Work to be completed
Tally the lines of the items that contain the word "hotel". Reply with only the number.

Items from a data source
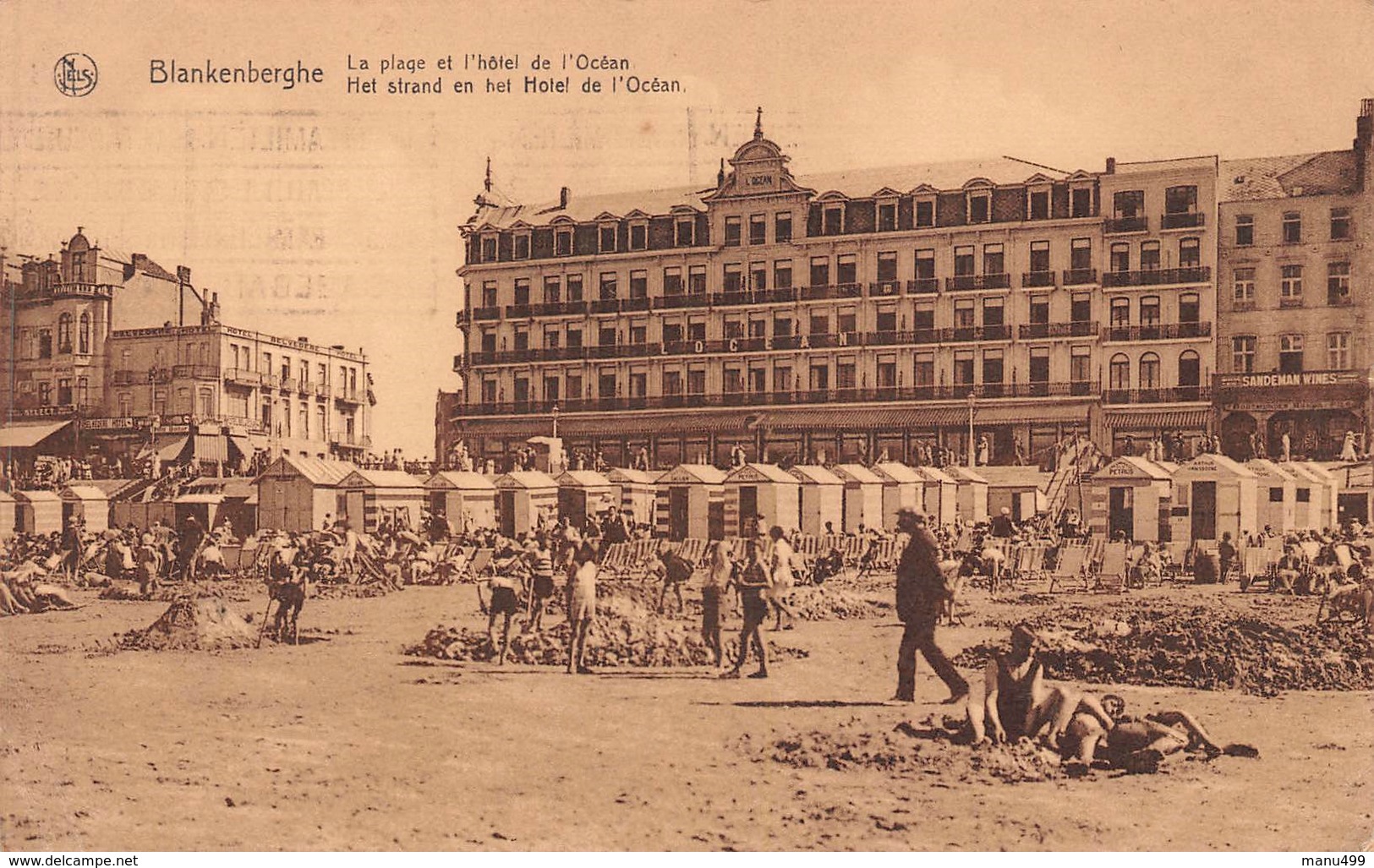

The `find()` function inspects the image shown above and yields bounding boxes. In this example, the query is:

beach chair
[1097,543,1130,593]
[1050,545,1088,592]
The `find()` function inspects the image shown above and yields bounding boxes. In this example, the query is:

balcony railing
[1017,320,1098,341]
[1102,386,1212,404]
[1102,323,1212,342]
[1102,265,1212,287]
[945,275,1011,292]
[463,380,1101,416]
[1160,211,1207,229]
[1103,216,1150,235]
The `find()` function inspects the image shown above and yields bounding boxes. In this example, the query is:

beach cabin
[1245,459,1297,533]
[554,470,620,529]
[253,455,358,533]
[870,461,925,530]
[59,485,110,533]
[945,464,988,522]
[830,464,879,533]
[0,492,19,540]
[915,467,959,525]
[492,470,558,537]
[1169,455,1259,543]
[14,492,62,534]
[655,464,725,541]
[424,470,496,533]
[336,470,427,533]
[606,467,661,525]
[789,464,845,536]
[1087,456,1174,543]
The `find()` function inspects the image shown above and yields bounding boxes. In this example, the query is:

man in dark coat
[893,510,969,705]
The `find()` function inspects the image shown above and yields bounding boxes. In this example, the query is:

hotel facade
[438,115,1218,467]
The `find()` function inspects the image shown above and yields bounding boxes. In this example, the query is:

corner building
[451,117,1216,467]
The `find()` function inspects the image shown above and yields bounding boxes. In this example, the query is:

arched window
[1139,353,1160,389]
[1108,353,1130,391]
[57,314,72,353]
[1179,350,1202,389]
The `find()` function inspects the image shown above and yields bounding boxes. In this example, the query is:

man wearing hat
[893,510,969,705]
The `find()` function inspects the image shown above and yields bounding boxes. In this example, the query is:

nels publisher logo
[52,52,101,96]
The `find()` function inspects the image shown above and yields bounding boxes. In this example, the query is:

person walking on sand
[893,510,969,705]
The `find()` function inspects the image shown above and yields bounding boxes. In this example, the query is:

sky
[0,0,1374,457]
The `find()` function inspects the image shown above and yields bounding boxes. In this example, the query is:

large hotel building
[438,113,1218,467]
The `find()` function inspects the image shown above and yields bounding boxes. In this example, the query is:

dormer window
[969,191,992,222]
[878,199,897,232]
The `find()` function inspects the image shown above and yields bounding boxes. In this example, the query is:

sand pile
[117,596,257,651]
[405,598,807,668]
[743,718,1064,783]
[955,604,1374,696]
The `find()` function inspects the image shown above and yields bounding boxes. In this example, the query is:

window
[915,250,936,281]
[822,206,845,235]
[1141,242,1160,270]
[835,253,859,286]
[1179,237,1202,268]
[664,265,683,295]
[1326,331,1350,371]
[774,211,791,244]
[969,193,992,222]
[725,217,739,248]
[1279,336,1303,374]
[1235,215,1255,248]
[1139,353,1160,389]
[673,217,697,248]
[1069,237,1092,270]
[1326,262,1350,305]
[1279,265,1303,298]
[749,215,768,244]
[954,244,973,277]
[774,259,791,290]
[878,202,897,232]
[1069,187,1092,217]
[1332,207,1350,242]
[1284,211,1303,244]
[1108,353,1130,391]
[1231,268,1255,305]
[1110,243,1130,272]
[983,244,1007,275]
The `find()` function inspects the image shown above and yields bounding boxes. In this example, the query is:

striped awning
[1102,409,1212,430]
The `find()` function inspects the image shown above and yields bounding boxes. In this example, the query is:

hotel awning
[0,419,72,449]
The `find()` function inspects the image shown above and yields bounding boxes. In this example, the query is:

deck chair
[1050,545,1088,592]
[1097,543,1130,593]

The result
3